## Problem to solve
Return the exact lines spanning from the line with "Reviewer note: every instance of the can lid" through the last line of the entries, boundaries included, and no others.

Point annotation dataset records
• • • •
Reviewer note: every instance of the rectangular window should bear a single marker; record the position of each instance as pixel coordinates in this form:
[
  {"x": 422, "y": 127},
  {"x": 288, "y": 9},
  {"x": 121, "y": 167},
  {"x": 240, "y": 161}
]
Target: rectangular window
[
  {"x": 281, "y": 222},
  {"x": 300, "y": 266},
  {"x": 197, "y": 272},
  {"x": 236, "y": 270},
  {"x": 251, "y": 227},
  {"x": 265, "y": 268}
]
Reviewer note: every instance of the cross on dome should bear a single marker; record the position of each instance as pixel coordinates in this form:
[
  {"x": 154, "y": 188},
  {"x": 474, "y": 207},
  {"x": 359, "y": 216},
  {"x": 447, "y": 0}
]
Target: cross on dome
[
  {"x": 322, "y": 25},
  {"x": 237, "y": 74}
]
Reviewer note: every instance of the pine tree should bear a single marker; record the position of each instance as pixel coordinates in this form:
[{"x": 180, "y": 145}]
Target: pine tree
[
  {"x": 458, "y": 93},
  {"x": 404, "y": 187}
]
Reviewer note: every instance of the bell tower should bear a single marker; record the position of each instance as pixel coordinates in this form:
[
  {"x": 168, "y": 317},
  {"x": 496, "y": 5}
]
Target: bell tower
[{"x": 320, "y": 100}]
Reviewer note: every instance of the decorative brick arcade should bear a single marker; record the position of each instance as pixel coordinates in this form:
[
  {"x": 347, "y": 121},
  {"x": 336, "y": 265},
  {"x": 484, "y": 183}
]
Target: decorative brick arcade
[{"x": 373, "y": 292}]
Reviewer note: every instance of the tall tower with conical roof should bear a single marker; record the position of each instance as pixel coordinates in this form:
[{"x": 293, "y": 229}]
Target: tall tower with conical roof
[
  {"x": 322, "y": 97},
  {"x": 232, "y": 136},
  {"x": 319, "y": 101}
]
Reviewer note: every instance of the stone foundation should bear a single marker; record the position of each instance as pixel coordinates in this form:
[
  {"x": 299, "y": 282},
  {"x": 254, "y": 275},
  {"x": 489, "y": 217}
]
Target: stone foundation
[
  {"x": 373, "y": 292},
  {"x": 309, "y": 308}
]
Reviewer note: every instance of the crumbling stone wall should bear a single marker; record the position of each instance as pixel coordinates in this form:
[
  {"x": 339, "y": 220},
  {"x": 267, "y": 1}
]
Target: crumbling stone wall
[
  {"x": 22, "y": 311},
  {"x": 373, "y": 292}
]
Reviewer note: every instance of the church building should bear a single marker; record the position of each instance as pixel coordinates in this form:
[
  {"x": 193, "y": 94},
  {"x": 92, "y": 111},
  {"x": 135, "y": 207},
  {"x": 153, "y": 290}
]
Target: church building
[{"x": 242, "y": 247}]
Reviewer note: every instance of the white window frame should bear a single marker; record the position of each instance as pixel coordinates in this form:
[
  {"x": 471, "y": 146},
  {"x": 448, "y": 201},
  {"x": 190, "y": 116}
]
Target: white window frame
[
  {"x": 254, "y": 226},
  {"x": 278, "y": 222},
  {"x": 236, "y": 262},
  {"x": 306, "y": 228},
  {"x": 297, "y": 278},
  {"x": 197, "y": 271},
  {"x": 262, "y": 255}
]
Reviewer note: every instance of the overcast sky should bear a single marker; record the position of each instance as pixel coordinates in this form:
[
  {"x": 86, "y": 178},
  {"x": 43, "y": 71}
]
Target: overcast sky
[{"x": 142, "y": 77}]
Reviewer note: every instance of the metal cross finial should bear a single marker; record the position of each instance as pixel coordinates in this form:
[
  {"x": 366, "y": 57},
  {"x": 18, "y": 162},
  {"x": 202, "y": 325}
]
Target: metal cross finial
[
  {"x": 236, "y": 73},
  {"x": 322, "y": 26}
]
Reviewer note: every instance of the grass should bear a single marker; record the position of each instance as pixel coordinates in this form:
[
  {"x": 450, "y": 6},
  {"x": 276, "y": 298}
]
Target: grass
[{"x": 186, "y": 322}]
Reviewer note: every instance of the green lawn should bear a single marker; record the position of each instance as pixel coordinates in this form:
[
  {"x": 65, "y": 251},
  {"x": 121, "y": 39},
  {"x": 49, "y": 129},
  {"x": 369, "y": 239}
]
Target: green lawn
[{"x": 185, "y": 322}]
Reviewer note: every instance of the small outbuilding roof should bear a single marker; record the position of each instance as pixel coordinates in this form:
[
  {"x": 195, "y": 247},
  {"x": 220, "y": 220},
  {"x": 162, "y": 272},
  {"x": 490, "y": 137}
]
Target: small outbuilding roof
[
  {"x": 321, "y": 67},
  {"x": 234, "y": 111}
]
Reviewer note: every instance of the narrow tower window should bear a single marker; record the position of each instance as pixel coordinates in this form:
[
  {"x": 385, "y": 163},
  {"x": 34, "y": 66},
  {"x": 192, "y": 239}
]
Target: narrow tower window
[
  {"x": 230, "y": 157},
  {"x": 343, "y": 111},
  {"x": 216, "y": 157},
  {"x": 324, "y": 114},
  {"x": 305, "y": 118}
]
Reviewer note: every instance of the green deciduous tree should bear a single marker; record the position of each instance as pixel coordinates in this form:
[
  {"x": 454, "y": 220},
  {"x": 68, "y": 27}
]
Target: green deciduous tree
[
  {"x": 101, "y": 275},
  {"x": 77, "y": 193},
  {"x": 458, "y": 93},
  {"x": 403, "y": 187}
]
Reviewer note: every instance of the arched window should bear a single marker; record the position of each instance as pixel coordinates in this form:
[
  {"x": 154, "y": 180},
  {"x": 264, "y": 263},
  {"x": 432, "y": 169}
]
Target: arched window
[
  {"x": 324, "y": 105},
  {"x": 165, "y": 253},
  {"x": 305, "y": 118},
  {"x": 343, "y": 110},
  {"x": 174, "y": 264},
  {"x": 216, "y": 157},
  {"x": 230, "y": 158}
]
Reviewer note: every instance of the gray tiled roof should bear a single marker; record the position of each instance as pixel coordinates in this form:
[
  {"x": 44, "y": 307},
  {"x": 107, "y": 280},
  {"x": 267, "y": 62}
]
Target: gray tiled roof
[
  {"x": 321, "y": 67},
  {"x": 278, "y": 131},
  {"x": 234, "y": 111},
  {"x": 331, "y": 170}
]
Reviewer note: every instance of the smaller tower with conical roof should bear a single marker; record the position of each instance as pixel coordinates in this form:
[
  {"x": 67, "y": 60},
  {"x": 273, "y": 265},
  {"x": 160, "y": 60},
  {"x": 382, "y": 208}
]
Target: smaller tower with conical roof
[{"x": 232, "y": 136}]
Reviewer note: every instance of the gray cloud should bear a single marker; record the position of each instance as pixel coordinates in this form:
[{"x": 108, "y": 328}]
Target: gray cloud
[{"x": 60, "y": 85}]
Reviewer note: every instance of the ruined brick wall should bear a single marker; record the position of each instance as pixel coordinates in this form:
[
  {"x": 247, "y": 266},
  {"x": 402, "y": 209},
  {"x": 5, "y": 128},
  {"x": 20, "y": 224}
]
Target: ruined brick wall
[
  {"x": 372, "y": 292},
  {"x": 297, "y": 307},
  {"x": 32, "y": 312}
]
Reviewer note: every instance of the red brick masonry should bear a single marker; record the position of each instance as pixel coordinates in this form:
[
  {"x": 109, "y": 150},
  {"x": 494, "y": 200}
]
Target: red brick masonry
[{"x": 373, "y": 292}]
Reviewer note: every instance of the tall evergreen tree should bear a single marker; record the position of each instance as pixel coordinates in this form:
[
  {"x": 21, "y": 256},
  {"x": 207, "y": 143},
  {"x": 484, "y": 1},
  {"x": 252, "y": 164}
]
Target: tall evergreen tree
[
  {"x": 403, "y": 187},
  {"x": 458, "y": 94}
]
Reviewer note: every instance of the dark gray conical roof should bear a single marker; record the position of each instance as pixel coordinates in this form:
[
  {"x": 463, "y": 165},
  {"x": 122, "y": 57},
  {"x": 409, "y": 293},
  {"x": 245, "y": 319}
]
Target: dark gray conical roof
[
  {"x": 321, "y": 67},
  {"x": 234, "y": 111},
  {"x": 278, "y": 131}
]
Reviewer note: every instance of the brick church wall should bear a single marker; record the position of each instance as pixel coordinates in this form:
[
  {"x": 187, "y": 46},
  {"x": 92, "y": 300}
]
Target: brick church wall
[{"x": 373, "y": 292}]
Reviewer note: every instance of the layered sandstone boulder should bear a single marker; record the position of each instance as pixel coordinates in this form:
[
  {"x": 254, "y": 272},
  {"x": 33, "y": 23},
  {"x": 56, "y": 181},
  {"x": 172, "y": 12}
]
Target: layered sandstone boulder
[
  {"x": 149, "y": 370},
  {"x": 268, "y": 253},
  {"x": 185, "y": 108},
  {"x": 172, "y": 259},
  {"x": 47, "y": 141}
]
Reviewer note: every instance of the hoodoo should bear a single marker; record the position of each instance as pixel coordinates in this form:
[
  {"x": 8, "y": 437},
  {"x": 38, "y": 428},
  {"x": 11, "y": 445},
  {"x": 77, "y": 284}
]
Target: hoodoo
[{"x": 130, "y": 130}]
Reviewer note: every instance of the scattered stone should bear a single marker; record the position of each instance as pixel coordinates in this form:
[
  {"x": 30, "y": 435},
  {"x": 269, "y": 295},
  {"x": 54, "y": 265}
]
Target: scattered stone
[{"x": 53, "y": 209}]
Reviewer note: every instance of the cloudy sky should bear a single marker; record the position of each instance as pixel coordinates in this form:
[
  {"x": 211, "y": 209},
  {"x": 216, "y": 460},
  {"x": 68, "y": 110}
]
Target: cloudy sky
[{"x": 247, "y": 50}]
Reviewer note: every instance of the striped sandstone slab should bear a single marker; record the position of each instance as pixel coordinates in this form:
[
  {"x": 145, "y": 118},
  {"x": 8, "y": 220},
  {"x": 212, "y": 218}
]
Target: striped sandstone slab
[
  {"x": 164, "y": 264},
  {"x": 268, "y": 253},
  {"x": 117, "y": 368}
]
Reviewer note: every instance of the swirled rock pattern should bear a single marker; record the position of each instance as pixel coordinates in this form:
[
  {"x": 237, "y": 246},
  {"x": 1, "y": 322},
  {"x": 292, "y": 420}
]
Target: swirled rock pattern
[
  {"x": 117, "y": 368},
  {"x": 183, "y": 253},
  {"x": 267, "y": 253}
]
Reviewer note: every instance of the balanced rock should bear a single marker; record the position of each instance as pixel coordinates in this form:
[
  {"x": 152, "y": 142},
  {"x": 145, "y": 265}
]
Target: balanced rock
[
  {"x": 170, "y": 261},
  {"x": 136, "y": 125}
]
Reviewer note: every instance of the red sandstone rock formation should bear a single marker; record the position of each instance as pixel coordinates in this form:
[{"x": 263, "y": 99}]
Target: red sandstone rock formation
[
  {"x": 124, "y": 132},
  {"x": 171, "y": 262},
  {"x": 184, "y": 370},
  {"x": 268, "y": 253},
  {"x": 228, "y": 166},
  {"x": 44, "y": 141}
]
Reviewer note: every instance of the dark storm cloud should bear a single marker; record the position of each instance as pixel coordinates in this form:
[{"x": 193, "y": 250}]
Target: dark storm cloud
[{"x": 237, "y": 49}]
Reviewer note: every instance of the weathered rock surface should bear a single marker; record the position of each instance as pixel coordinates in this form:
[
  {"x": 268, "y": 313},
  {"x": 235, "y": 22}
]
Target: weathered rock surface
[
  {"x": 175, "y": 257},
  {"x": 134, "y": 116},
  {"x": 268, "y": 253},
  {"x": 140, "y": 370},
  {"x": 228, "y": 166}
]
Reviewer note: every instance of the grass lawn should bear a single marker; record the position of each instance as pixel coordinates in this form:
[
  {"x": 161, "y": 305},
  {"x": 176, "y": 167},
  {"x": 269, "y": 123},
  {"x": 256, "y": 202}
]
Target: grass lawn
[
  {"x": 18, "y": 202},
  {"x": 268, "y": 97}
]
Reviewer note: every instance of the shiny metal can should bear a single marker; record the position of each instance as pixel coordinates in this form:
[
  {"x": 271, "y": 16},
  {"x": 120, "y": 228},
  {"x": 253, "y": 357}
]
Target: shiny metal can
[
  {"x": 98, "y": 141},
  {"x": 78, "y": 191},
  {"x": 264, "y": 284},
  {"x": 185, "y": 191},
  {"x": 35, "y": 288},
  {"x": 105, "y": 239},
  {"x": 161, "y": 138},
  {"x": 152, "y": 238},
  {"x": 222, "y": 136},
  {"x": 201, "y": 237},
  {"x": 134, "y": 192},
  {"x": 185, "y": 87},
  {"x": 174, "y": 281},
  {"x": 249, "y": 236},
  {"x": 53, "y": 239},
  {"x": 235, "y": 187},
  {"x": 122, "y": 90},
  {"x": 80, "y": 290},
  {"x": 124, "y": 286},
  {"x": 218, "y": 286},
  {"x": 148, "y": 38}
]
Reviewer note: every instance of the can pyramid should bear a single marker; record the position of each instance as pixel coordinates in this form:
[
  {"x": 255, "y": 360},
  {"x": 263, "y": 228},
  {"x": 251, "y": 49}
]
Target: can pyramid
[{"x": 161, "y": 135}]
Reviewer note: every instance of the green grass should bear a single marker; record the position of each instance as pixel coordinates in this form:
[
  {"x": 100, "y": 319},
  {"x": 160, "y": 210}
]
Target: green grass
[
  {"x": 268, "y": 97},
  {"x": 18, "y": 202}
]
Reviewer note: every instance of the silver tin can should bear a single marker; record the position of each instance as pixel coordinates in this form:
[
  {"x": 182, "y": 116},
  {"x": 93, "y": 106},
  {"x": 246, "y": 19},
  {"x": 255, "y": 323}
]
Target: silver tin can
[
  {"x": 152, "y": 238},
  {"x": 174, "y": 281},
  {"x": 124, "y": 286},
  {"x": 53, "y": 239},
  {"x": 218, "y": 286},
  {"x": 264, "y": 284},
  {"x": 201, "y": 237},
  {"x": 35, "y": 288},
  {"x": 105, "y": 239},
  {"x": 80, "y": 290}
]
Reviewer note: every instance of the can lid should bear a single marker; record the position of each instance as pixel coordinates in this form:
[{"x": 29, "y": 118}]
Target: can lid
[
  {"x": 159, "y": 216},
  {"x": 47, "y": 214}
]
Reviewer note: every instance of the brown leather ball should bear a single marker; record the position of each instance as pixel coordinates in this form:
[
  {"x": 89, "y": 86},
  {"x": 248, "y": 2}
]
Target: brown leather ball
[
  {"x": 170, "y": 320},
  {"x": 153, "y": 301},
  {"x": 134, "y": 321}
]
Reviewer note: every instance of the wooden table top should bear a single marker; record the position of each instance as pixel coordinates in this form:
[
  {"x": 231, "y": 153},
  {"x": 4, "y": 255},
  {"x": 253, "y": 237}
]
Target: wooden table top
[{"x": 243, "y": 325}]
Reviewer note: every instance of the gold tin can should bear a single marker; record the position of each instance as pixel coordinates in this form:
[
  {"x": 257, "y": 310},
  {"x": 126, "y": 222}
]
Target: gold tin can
• • • •
## Task result
Reviewer note: every instance of the can lid should bear a single marker; record the position of each instance as pixel coordinates in this form:
[{"x": 29, "y": 118}]
Target: can lid
[
  {"x": 159, "y": 216},
  {"x": 47, "y": 214}
]
Reviewer note: every instance of the brown leather ball should bear a single marker; record the position of each instance as pixel coordinates in this form:
[
  {"x": 89, "y": 86},
  {"x": 248, "y": 2}
]
Target: brown leather ball
[
  {"x": 170, "y": 320},
  {"x": 153, "y": 301},
  {"x": 134, "y": 321}
]
Reviewer note: every instance of the wooden table top should bear a single marker; record the position of each instance as pixel coordinates in this form:
[
  {"x": 231, "y": 153},
  {"x": 4, "y": 255},
  {"x": 253, "y": 237}
]
Target: wooden table top
[{"x": 243, "y": 325}]
Reviewer note: every instance of the gold tin can should bear a single marker; record the position of each instance as pixel coordinates in this form:
[
  {"x": 257, "y": 310},
  {"x": 126, "y": 222}
]
Target: gold tin can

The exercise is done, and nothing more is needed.